◆ Stated problem A:
Answer these questions using the text on the Rose Theatre play:
(i) In which season of the Rose Theatre is Alice and the MKULTRA Experiment the debut play?
(ii) In what year was Lewis Carroll's children's book published?
(iii) What did Carroll call the later flashback he documented?
◆ Stated problem B: In the records, switch "dot" to "marker" in the lines from the one with "the brown fallen" up to and including the one with "of the oven", leaving everything else unchanged. Give back only those lines.

◆ Provided text:
★ ★ ★ ★

Uncomfortably numb

It’s a harebrained idea to describe the debut play of the Rose Theatre’s second season, Alice and the MKULTRA Experiment, as “an adaptation of Alice’s Adventures in Wonderland with LSD” in conversation. Such oversimplification on my part has only yielded the following vexing response: “So … basically, it’s just Alice in Wonderland, then?”

Eat me. Despite the fact that LSD was first synthesized a good seven decades after Lewis Carroll’s iconic and bizarre children’s book was published in 1865, evidently Jefferson Airplane and the Beatles so effectively married Wonderland to psychedelic experience that even I occasionally speculate  that Albert Hofmann rode back in time on Bicycle Day to dose the youngster who inspired the character Alice. Then Carroll — literary pirate and possible pedophile? — documented her initial trip plus a later flashback which he called Through the Looking-Glass. Now there’s a play! But it is not this one, so enough nonsense.

★ ★ ★ ★

Records from a data collection
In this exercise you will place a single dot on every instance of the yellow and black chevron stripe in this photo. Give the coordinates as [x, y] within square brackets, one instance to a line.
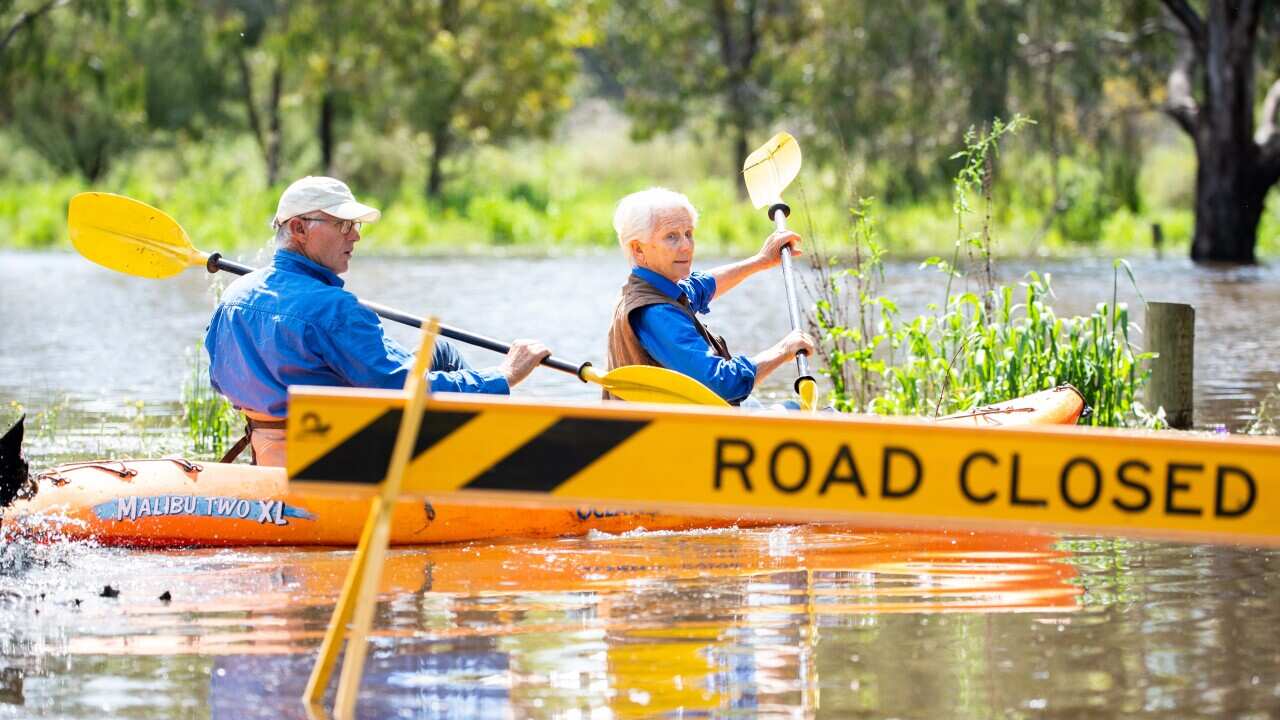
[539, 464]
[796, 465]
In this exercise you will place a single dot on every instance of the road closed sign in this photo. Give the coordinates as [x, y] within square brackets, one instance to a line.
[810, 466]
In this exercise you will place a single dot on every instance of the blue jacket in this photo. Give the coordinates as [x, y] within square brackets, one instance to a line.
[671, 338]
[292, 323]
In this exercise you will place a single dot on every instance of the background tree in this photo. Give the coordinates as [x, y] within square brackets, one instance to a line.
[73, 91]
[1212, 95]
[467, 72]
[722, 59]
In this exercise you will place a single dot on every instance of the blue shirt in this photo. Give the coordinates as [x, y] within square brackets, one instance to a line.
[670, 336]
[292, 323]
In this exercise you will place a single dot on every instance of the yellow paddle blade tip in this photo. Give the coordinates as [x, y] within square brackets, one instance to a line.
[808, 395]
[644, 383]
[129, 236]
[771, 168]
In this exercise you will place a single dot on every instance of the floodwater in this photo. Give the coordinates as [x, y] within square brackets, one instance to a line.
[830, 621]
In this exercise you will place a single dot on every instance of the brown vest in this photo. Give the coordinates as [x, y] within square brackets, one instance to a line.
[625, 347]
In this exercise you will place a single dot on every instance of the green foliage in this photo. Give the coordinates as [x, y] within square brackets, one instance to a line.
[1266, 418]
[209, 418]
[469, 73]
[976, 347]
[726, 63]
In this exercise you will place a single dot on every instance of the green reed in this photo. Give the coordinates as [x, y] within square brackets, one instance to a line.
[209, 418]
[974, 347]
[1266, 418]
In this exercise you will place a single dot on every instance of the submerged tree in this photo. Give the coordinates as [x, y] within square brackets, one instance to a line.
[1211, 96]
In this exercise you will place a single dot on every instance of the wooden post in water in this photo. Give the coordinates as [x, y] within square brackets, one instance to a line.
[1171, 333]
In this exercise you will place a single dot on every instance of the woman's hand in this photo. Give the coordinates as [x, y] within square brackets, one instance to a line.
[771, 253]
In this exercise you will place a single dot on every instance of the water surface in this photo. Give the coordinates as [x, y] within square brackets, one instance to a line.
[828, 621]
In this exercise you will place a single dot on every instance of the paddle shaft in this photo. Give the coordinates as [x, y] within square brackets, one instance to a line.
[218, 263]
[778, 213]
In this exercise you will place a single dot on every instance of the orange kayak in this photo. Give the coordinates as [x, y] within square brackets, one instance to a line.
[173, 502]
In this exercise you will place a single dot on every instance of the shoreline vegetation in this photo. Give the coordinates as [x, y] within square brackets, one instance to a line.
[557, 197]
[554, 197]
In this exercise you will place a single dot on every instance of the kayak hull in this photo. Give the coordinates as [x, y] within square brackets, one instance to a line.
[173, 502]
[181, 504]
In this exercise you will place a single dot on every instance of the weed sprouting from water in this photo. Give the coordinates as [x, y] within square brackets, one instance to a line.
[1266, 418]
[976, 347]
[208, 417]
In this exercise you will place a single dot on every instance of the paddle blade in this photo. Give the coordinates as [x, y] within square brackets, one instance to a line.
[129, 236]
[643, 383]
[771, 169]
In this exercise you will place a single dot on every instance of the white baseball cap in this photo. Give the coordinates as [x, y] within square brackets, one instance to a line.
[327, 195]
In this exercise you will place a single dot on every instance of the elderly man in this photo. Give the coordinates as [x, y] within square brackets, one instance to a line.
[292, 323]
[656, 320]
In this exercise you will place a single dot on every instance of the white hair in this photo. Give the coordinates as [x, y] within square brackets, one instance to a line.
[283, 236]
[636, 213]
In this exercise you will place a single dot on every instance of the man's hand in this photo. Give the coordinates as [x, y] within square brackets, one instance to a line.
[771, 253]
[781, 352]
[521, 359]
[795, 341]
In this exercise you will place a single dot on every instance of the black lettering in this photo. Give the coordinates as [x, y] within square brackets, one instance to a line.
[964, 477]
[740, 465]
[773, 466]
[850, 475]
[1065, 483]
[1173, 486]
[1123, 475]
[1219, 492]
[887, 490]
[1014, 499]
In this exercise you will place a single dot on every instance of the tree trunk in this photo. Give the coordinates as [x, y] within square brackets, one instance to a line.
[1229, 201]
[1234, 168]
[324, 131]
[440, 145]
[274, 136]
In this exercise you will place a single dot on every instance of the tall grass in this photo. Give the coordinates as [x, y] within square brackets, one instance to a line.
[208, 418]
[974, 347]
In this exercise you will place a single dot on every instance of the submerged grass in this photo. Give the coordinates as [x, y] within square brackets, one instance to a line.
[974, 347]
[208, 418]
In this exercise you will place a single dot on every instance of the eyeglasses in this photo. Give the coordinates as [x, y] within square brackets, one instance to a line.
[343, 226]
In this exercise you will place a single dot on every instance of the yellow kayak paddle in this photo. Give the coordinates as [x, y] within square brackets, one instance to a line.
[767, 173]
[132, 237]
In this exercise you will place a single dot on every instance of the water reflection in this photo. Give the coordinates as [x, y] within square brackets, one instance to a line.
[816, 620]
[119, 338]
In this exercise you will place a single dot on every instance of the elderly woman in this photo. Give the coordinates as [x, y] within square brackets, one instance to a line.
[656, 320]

★ ★ ★ ★

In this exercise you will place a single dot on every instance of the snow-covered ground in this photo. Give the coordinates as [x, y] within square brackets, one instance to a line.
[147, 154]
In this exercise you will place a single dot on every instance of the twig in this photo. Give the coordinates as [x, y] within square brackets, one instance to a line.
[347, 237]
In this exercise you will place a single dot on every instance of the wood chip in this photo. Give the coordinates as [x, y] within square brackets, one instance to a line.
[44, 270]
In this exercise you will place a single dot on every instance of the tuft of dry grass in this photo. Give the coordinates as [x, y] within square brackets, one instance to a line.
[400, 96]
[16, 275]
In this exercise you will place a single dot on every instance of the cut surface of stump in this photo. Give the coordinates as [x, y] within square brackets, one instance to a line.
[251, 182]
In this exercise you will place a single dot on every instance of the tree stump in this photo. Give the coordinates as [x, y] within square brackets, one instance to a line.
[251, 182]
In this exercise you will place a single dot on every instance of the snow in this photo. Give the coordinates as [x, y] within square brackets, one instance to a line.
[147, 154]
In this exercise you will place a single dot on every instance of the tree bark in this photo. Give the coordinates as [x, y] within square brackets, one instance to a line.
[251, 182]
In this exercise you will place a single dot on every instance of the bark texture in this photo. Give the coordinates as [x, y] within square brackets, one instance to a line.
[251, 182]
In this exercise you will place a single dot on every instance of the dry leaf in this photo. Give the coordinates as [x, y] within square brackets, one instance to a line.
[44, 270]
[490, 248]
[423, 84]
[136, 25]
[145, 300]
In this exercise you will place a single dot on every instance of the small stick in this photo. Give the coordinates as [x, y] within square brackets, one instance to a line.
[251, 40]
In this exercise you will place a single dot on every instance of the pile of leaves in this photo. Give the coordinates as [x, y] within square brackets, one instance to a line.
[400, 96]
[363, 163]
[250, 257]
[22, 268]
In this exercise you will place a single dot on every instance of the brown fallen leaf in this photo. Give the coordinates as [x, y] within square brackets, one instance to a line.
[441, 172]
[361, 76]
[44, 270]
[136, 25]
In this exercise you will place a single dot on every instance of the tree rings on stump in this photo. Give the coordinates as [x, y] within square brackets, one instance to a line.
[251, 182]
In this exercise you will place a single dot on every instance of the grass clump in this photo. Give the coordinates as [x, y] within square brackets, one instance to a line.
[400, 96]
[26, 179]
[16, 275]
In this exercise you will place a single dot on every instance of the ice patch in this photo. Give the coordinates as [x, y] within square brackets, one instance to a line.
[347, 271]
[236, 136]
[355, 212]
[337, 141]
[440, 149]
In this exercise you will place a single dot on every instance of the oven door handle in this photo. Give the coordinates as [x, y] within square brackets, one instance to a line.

★ ★ ★ ★

◆ Worked answer A:
(i) The second season
(ii) 1865
(iii) Through the Looking-Glass

◆ Worked answer B:
In this exercise you will place a single marker on every instance of the brown fallen leaf in this photo. Give the coordinates as [x, y] within square brackets, one instance to a line.
[441, 172]
[361, 76]
[44, 270]
[136, 25]
In this exercise you will place a single marker on every instance of the tree rings on stump in this photo. Give the coordinates as [x, y] within square brackets, one instance to a line.
[251, 182]
In this exercise you will place a single marker on every instance of the grass clump in this photo. Give the coordinates as [x, y] within square brackets, one instance to a line.
[400, 96]
[26, 179]
[16, 275]
In this exercise you will place a single marker on every instance of the ice patch in this photo. Give the coordinates as [x, y] within square brackets, one instance to a line.
[347, 271]
[236, 136]
[355, 212]
[337, 141]
[440, 149]
In this exercise you will place a single marker on every instance of the oven door handle in this photo. Give the coordinates as [x, y] within square brackets, one instance to a line.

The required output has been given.